Tolong lanjutkan teks tentang naskah drama Cipoa di bawah ini, dimulai tepat setelah kalimat terakhirnya.

▶ TEKS YANG DIBERIKAN
-------------------------

Analisis Kajian Stilistika Pada Naskah Drama Cipoa Karya Putu Wijaya


Drama Cipoa menceritakan tentang kehidupan para penambang yang diperintahkan oleh Juragan untuk mengeksplorasi pertambangan untuk mencari bongkahan emas. Berawal di depan tambang, Tivri meniup peluit agar para pekerja keluar dari tambang. Setelah pekerja meninggalkan tambang, datanglah Juragan, Alung dang Istri Juragan sambil berteriak dengan dalih ada gempa dengan 6,9 skala richter agar Tivri pergi meninggalkan tambang tersebut dan mereka bisa mencari emasnya sendiri. Mereka bertiga bermaksud untuk menjual emas yang telah ditemukan kepada orang asing agar para pekerja tidak mengetahuinya dan terus bekerja mencari harta yang lain.

Tetapi secara tidak sengaja para pekerja melihat Juragan menjual harta tersebut kepada orang asing. Para pekerja ingin membalas Juragan dengan mencari harta sendiri, kemudian dijual dan mereka nikmati sendiri hasilnya. Niat tersebut malah merugikan para pekerja karena Juragan mengetahui kalau para pekerja telah menemukan batu besar yang sebenarnya itu adalah emas yang disamarkan menyerupai batu. Karena dikarenanya itu batu, kemudian Juragan menjualnya dengan harga batu.

-------------------------

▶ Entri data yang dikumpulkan
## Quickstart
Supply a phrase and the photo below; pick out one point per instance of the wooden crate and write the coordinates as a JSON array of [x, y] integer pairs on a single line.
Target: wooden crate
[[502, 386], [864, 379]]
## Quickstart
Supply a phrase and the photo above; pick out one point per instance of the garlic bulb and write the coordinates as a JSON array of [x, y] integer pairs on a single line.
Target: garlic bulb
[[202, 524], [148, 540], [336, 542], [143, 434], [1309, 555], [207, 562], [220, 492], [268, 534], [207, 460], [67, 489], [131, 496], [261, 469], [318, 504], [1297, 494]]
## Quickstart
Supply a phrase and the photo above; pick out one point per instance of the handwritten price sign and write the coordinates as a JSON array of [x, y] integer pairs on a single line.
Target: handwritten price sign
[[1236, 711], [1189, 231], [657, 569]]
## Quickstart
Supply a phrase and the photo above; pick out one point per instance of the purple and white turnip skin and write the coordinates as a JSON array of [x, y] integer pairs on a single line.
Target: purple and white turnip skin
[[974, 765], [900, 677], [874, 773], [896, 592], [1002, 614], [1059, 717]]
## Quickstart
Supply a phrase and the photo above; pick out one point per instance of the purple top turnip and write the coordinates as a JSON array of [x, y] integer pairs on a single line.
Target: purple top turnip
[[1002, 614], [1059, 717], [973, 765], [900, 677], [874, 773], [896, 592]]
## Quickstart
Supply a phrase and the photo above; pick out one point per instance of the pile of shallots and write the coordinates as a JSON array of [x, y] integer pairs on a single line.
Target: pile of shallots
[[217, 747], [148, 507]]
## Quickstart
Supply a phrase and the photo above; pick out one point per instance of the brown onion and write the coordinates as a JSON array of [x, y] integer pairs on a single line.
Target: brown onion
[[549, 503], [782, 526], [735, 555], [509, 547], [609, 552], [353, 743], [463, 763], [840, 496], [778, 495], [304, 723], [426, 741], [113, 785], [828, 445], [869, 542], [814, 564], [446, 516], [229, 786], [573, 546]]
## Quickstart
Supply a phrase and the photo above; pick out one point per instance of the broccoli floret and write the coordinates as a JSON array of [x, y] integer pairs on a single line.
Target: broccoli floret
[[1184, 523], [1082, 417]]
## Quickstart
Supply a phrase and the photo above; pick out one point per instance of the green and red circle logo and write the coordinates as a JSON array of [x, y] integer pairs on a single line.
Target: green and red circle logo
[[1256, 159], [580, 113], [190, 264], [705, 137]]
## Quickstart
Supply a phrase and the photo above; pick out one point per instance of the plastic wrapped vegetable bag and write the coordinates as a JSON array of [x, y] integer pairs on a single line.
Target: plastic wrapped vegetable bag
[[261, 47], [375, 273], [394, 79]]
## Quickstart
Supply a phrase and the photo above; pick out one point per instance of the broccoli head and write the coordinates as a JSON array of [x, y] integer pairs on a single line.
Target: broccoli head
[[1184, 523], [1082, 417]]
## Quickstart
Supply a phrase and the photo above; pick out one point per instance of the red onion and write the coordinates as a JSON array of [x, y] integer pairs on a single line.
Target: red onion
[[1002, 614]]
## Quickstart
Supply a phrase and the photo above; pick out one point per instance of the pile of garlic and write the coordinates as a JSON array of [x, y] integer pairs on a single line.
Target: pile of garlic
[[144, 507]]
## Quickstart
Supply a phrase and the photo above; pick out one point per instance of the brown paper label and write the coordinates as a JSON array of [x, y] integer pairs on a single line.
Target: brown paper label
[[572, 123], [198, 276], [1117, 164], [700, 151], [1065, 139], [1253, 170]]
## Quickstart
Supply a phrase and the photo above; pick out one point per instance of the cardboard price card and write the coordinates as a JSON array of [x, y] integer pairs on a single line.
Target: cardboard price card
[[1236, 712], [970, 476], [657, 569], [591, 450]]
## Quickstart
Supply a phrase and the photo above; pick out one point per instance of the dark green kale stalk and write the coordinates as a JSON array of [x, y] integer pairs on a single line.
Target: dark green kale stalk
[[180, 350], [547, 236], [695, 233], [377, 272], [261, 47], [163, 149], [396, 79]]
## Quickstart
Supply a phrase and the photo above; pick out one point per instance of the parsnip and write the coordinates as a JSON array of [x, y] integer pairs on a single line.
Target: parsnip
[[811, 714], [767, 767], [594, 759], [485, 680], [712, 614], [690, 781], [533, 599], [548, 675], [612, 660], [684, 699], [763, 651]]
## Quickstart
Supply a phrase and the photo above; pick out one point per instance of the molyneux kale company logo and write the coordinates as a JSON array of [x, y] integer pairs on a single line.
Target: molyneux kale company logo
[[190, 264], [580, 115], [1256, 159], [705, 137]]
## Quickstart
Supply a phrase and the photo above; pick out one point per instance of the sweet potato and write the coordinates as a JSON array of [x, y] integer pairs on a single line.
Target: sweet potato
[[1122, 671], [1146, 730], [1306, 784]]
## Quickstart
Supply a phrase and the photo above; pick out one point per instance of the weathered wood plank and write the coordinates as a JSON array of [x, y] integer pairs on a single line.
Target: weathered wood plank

-------------------------

▶ HASIL TUGAS
Akhirnya semua merasa menyesal tidak mengakui bahwa itu adalah emas yang sangat besar, tetapi terlanjur dijual oleh Jurangan dengan harga batu. Semua pekerja pun jatuh pingsan satu persatu dan menimbulkan penyesalan karena telah saling menipu dan mengakibatkan kerugian untuk semua orang.

Drama pada umumnya diawali dengan prolog, pembagian atas babak cerita dan epilog. Drama didominasi dengan dialog, disajikan dengan menyebutkan para pelaku dan pemeran lain pada awal dialog dan cerita. Drama ditulis dengan mempertimbangkan berbagai kemungkinan untuk pementasan. Tidak ada drama yang ditulis yang semata-mata untuk dibaca. Pengertian drama tulis, drama yang sebelum dipentaskan.

Bahasa dalam seni sastra dapat disamakan dengan cat air dalam seni lukis. Keduanya merupakan unsur, bahan, alat dan sarana yang diolah untuk dijadikan sebuah karya yang mengandung “nilai lebih”. Dalam naskah drama Cipoa Putu Wijaya menggunakan bahasa sehari-hari sehingga pembaca lebih mudah untuk memahami maksud dari cerita yang disajikan. Selain penggunaan gaya bahasa sehari-hari, ada beberapa penggunaan majas yang dominan seperti majas ironi, sinisme, sarkasme, ada pula majas metafora dan antitesis. Dapat terlihat pada beberapa kutipan berikut:

a.   Sarkasme
Sarkasme merupakan majas sindiran yang paling kasar (Ratna, 2013:447).  Dalam naskah Cipoa, majas jenis ini dapat dilihat dari kutipan berikut.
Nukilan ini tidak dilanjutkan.